- **PROBLEM DESCRIPTION**:
Below are records to be output exactly, every one of them.

- **ENTRIES**:
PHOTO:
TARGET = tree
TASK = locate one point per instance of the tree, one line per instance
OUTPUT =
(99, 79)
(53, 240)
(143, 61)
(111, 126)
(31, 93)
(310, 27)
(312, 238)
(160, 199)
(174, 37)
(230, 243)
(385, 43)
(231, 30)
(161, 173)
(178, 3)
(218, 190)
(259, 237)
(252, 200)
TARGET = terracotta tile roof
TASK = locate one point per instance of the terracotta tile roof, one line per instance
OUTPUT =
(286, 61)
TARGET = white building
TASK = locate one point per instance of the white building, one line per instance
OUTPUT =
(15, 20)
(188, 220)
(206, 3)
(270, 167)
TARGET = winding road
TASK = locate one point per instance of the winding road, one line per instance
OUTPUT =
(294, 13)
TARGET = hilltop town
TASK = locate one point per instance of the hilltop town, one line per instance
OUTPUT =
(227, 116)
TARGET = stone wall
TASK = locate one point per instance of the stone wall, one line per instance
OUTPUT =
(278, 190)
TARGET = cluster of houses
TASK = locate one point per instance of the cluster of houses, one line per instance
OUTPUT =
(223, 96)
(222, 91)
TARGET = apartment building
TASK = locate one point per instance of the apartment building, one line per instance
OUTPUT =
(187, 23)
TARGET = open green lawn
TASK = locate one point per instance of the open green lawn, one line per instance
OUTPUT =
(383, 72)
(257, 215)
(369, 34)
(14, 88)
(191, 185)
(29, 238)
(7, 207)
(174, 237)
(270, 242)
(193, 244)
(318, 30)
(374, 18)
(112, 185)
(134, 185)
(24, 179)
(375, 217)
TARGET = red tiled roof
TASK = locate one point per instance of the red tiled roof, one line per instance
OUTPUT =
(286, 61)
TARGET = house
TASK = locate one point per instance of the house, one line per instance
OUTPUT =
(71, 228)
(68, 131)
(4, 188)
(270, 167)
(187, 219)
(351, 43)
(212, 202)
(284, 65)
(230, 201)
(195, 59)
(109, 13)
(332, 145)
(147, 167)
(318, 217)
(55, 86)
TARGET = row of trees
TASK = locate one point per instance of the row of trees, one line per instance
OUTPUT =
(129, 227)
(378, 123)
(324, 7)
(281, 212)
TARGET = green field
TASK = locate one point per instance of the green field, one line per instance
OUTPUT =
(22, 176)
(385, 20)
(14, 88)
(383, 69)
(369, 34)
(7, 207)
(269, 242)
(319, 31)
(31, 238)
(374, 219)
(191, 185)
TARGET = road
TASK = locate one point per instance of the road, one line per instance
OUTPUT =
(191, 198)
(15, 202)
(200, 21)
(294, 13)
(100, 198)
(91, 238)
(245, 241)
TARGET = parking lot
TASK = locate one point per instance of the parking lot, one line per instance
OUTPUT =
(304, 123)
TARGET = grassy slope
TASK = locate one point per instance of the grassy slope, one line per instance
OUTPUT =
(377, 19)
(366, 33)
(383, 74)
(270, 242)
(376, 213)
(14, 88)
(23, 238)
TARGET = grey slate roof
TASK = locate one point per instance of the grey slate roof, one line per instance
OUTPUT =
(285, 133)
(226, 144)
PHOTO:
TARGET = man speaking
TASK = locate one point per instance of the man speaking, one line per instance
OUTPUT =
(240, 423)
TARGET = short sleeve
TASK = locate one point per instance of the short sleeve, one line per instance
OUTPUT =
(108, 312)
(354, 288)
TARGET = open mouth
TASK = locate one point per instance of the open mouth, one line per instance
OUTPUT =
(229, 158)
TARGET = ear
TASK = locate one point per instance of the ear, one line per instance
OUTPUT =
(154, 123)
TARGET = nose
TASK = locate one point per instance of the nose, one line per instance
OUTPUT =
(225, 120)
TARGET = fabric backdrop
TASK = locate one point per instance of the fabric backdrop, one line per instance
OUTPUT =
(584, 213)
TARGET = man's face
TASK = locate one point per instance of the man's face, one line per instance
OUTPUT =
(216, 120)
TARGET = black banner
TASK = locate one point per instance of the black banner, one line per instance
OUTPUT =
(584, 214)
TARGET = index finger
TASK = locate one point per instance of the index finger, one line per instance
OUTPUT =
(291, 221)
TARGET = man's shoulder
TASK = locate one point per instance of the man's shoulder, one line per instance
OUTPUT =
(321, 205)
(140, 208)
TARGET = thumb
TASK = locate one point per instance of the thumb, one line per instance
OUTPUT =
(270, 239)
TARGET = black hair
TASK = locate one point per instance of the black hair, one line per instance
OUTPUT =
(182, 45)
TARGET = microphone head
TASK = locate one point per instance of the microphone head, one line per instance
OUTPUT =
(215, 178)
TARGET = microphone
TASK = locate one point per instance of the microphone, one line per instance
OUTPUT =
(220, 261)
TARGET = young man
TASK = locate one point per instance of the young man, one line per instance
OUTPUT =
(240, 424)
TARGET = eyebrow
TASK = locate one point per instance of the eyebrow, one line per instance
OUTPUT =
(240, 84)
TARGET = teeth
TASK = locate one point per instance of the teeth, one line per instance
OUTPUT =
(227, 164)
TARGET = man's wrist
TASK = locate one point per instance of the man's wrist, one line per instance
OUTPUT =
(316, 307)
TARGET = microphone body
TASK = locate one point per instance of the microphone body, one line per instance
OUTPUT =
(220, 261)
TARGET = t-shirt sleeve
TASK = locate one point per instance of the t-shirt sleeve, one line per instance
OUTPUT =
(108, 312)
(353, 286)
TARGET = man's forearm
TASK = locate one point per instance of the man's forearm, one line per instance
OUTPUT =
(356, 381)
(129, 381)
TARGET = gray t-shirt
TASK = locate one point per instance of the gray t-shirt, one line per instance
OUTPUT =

- **SOLUTION FOR THIS PROBLEM**:
PHOTO:
TARGET = tree
TASK = locate one point per instance of the tree, one line per instance
OUTPUT =
(99, 79)
(53, 240)
(143, 61)
(111, 126)
(31, 93)
(310, 27)
(312, 238)
(160, 199)
(174, 37)
(230, 243)
(385, 43)
(231, 30)
(161, 173)
(178, 3)
(218, 190)
(259, 237)
(252, 200)
TARGET = terracotta tile roof
TASK = locate one point per instance of the terracotta tile roof, one line per instance
OUTPUT =
(286, 61)
TARGET = white building
TASK = locate one point per instance of the white building, one line per instance
OUTPUT =
(15, 20)
(188, 220)
(206, 3)
(270, 167)
TARGET = winding road
TASK = locate one point per instance of the winding road, one line per instance
OUTPUT =
(294, 13)
TARGET = hilltop town
TASK = locate one point per instance of the hilltop town, one line per instance
OUTPUT =
(227, 116)
TARGET = stone wall
TASK = locate one point per instance of the stone wall, one line per instance
OUTPUT =
(278, 190)
TARGET = cluster of houses
TASK = locate one point per instance of the cluster of houses, one line per instance
OUTPUT =
(223, 96)
(222, 91)
TARGET = apartment building
TASK = locate one point per instance of the apartment building, one line per instance
OUTPUT =
(187, 23)
TARGET = open green lawn
TASK = locate one point per instance of the open green lawn, one line per instance
OUTPUT =
(383, 72)
(257, 215)
(369, 34)
(14, 88)
(191, 185)
(29, 238)
(7, 207)
(174, 237)
(270, 242)
(193, 244)
(318, 30)
(374, 18)
(112, 185)
(134, 185)
(24, 179)
(375, 217)
TARGET = red tiled roof
TASK = locate one point per instance of the red tiled roof, one line per instance
OUTPUT =
(286, 61)
TARGET = house
TASK = locate one point per instance of the house, one line per instance
OUTPUT =
(71, 228)
(68, 131)
(4, 188)
(270, 167)
(187, 219)
(351, 43)
(212, 202)
(284, 65)
(230, 201)
(195, 59)
(109, 13)
(332, 145)
(147, 167)
(318, 217)
(55, 86)
TARGET = row of trees
TASK = locate one point per instance of the row of trees, one line per instance
OUTPUT =
(129, 227)
(378, 123)
(324, 7)
(281, 212)
TARGET = green field
TASK = locate one point per instance of the green field, one line per instance
OUTPUT =
(22, 176)
(385, 20)
(14, 88)
(383, 69)
(369, 34)
(7, 207)
(269, 242)
(319, 31)
(31, 238)
(374, 219)
(191, 185)
TARGET = road
TASK = locate one point per instance of the road, one line per instance
OUTPUT =
(191, 198)
(15, 202)
(200, 21)
(294, 13)
(100, 198)
(91, 238)
(245, 241)
TARGET = parking lot
TASK = locate one point per instance of the parking lot, one line per instance
OUTPUT =
(304, 123)
TARGET = grassy slope
TASK = locate one point per instance of the grassy slope, one line per instance
OUTPUT =
(377, 19)
(366, 33)
(383, 74)
(270, 242)
(376, 213)
(14, 88)
(23, 238)
TARGET = grey slate roof
TASK = locate one point per instance of the grey slate roof, one line per instance
OUTPUT =
(285, 133)
(226, 144)
PHOTO:
TARGET = man speaking
TASK = locate one point per instance of the man speaking, one line per instance
OUTPUT =
(240, 423)
TARGET = short sleeve
TASK = locate one point per instance of the short sleeve, one line per instance
OUTPUT =
(108, 312)
(354, 288)
TARGET = open mouth
TASK = locate one point per instance of the open mouth, one line per instance
OUTPUT =
(229, 158)
TARGET = ear
TASK = locate one point per instance of the ear, one line per instance
OUTPUT =
(154, 123)
TARGET = nose
TASK = locate one point per instance of the nose, one line per instance
OUTPUT =
(225, 120)
TARGET = fabric backdrop
TASK = locate one point per instance of the fabric backdrop, one line per instance
OUTPUT =
(584, 213)
TARGET = man's face
TASK = locate one point per instance of the man's face, one line per instance
OUTPUT =
(216, 120)
TARGET = black banner
TASK = locate one point per instance of the black banner, one line per instance
OUTPUT =
(584, 214)
TARGET = index finger
TASK = locate one point per instance of the index finger, one line per instance
OUTPUT =
(291, 221)
TARGET = man's shoulder
TASK = locate one point per instance of the man's shoulder, one line per instance
OUTPUT =
(321, 205)
(140, 208)
TARGET = thumb
TASK = locate one point per instance of the thumb, one line per instance
OUTPUT =
(270, 239)
TARGET = black hair
TASK = locate one point per instance of the black hair, one line per instance
OUTPUT =
(182, 45)
TARGET = microphone head
TASK = locate one point per instance of the microphone head, one line per instance
OUTPUT =
(215, 178)
TARGET = microphone
TASK = locate one point per instance of the microphone, one line per instance
OUTPUT =
(220, 261)
TARGET = young man
TASK = locate one point per instance of the young man, one line per instance
OUTPUT =
(240, 424)
TARGET = eyebrow
TASK = locate one point per instance of the eyebrow, one line per instance
OUTPUT =
(240, 84)
TARGET = teeth
TASK = locate one point per instance of the teeth, one line per instance
OUTPUT =
(227, 164)
TARGET = man's wrist
TASK = locate one point per instance of the man's wrist, one line per instance
OUTPUT =
(316, 307)
TARGET = microphone body
TASK = locate one point per instance of the microphone body, one line per instance
OUTPUT =
(220, 261)
TARGET = t-shirt sleeve
TASK = locate one point per instance of the t-shirt sleeve, one line per instance
OUTPUT =
(108, 312)
(353, 286)
TARGET = man's forearm
TASK = locate one point per instance of the man's forearm, one line per instance
OUTPUT =
(356, 381)
(129, 381)
TARGET = gray t-shirt
TASK = locate one point per instance of the gray t-shirt, one line per instance
OUTPUT =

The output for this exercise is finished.